> **Prompt**
Return, from the listing below, each line where the word "white" appears.
-----
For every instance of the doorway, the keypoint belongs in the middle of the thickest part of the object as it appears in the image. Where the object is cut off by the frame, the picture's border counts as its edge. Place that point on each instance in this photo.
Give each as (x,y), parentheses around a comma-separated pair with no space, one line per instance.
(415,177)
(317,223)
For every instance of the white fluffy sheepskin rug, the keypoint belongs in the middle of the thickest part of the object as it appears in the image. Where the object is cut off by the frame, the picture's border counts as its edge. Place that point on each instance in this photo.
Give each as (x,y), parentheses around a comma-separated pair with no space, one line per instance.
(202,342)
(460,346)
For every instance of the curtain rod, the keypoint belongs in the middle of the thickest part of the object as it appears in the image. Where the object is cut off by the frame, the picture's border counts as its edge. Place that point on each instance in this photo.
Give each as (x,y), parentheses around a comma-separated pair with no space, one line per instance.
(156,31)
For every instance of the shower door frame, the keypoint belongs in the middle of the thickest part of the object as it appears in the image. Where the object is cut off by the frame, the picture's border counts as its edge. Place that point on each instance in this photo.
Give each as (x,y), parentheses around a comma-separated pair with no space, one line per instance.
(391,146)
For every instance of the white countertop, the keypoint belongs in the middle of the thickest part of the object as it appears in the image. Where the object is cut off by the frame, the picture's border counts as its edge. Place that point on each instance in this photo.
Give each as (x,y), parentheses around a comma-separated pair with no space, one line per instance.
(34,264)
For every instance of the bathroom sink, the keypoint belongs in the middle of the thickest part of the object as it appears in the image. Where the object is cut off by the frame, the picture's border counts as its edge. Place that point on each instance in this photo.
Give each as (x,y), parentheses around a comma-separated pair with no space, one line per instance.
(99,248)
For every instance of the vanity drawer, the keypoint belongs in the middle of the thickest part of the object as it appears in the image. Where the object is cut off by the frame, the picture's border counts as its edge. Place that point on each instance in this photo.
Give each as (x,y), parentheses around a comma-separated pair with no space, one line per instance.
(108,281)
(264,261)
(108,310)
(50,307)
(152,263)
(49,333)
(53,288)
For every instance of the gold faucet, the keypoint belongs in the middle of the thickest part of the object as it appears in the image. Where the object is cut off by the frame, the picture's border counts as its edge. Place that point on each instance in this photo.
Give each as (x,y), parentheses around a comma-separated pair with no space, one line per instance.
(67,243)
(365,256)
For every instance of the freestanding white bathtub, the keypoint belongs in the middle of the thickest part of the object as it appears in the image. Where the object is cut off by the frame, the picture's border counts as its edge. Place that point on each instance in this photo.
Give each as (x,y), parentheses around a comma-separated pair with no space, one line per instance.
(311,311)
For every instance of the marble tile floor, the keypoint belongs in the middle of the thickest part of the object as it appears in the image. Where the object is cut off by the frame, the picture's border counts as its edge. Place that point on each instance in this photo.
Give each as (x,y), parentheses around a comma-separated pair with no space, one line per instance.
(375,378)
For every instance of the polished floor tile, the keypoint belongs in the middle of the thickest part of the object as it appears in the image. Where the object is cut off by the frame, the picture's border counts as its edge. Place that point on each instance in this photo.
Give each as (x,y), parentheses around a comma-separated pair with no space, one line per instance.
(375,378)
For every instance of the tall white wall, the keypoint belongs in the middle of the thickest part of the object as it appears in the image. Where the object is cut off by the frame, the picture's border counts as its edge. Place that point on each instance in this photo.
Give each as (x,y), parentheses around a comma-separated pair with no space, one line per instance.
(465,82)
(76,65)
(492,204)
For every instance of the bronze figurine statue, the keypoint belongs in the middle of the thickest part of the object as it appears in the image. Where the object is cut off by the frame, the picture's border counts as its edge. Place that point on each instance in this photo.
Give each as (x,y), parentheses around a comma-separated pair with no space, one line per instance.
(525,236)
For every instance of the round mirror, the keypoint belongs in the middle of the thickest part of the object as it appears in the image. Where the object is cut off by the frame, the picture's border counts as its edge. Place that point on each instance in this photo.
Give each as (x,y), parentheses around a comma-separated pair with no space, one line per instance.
-----
> **Answer box**
For every instance of the white fluffy sheepskin rug, the keypoint belongs in the middle of the thickest part of the object as it appears in the image. Where the object is cut off by the frame, the picture's border counts as its edge. Place that point on each instance in this photo.
For every instance of the white countertop, the keypoint belongs in the middle of the thickest part of the object as it appears in the image. Where the object is cut off by the frame, the picture's border counts as its edge. Place that point on each instance in this photo.
For every instance of the freestanding white bathtub, the keypoint belongs in the middle of the thickest part of the object as it appears in the image. Where the object is cut off by the frame, the picture's border counts as its edge. Place that point on each instance in this photo.
For every instance of the tall white wall, the keypoint belongs in the middle of the thickest part of the object as it appears in the image. Where the object is cut off by the frame, the picture's border counts as its edge. Place that point on each instance in this photo.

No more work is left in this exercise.